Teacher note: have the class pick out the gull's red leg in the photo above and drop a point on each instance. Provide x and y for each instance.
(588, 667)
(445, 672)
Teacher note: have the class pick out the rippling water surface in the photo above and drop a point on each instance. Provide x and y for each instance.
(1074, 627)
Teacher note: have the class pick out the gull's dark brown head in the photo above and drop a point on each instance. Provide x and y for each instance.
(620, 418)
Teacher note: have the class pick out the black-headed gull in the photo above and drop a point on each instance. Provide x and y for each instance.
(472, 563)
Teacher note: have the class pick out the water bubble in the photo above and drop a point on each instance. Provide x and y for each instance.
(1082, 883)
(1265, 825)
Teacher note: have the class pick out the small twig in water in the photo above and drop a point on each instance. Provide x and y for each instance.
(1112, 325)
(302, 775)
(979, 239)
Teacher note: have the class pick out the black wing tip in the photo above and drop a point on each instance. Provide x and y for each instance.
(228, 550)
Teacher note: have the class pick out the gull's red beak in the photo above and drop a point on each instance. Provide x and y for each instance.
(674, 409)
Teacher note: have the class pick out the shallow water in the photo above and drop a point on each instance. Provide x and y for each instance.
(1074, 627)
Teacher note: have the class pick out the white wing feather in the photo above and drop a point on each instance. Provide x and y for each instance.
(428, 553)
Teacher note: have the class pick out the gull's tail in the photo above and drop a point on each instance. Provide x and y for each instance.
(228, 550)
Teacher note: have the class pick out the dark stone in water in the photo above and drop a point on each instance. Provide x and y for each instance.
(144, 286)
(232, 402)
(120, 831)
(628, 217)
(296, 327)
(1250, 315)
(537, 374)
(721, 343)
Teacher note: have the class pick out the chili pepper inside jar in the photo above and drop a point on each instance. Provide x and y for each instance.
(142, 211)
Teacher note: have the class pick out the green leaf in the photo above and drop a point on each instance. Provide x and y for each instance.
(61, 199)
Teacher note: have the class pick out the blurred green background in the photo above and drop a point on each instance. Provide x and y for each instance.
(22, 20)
-*-*-
- [DIRECTIONS]: Transcribe all of the lines in the records precisely.

- [COMPLETED TASK]:
Teacher note: have the class pick out the gull's red leg in the photo above and drop a point on each instance. Provide x and y for each instance.
(588, 667)
(445, 672)
Teacher note: have the class pick out the rippling water surface in the photo above and drop a point on each instance. Provide x and y for each instance.
(1074, 627)
Teacher note: have the class pick out the gull's dark brown head in the photo above and drop a point on each instance. Provide x and y for each instance.
(620, 418)
Teacher note: have the class pick out the black-headed gull in the photo above and drop a point on each instance. Provide x and y for each instance.
(472, 563)
Teacher note: have the class pick out the water bubble in the photo above and drop a point on each instance. Provide x and y for each instance.
(1082, 883)
(1265, 825)
Teacher note: have the class pick out the small twig in water in the photo above and drop a point on each instance. Provide x and y for each instance.
(1112, 325)
(302, 775)
(979, 239)
Teacher note: have the class pick out the black wing tip in the photo above and drop a point on each instance. Provide x and y for each instance.
(228, 550)
Teacher note: have the class pick out the gull's red beak in the photo above and drop a point on each instance. Provide x and y for each instance.
(674, 409)
Teacher note: have the class pick out the shallow water in the photo above and drop a point on each instance. Provide x and y for each instance.
(1074, 627)
Teacher note: have the class pick out the white wing feather in the photo above and drop a point on each instance. Provide x and y for each instance.
(428, 553)
Teacher note: have the class pick out the gull's tail in the photo above and drop a point on each instance. Provide x and y for each instance.
(228, 550)
Teacher note: have the class pick out the dark stone in water in the photo above and drop a point on each instance. Provide x and y for each instance.
(144, 286)
(232, 402)
(120, 831)
(628, 217)
(296, 327)
(1250, 315)
(537, 374)
(721, 343)
Teacher note: have the class pick out the chili pepper inside jar in the photo above and drop a point on each instance. Provide x and y for each instance.
(142, 211)
Teacher note: have the class pick out the green leaf in the photo above and drop a point on each instance. Provide x and y for each instance.
(61, 199)
Teacher note: have the class pick out the blurred green background in the photo above and drop a point on each instance. Provide x and y for each instance.
(22, 20)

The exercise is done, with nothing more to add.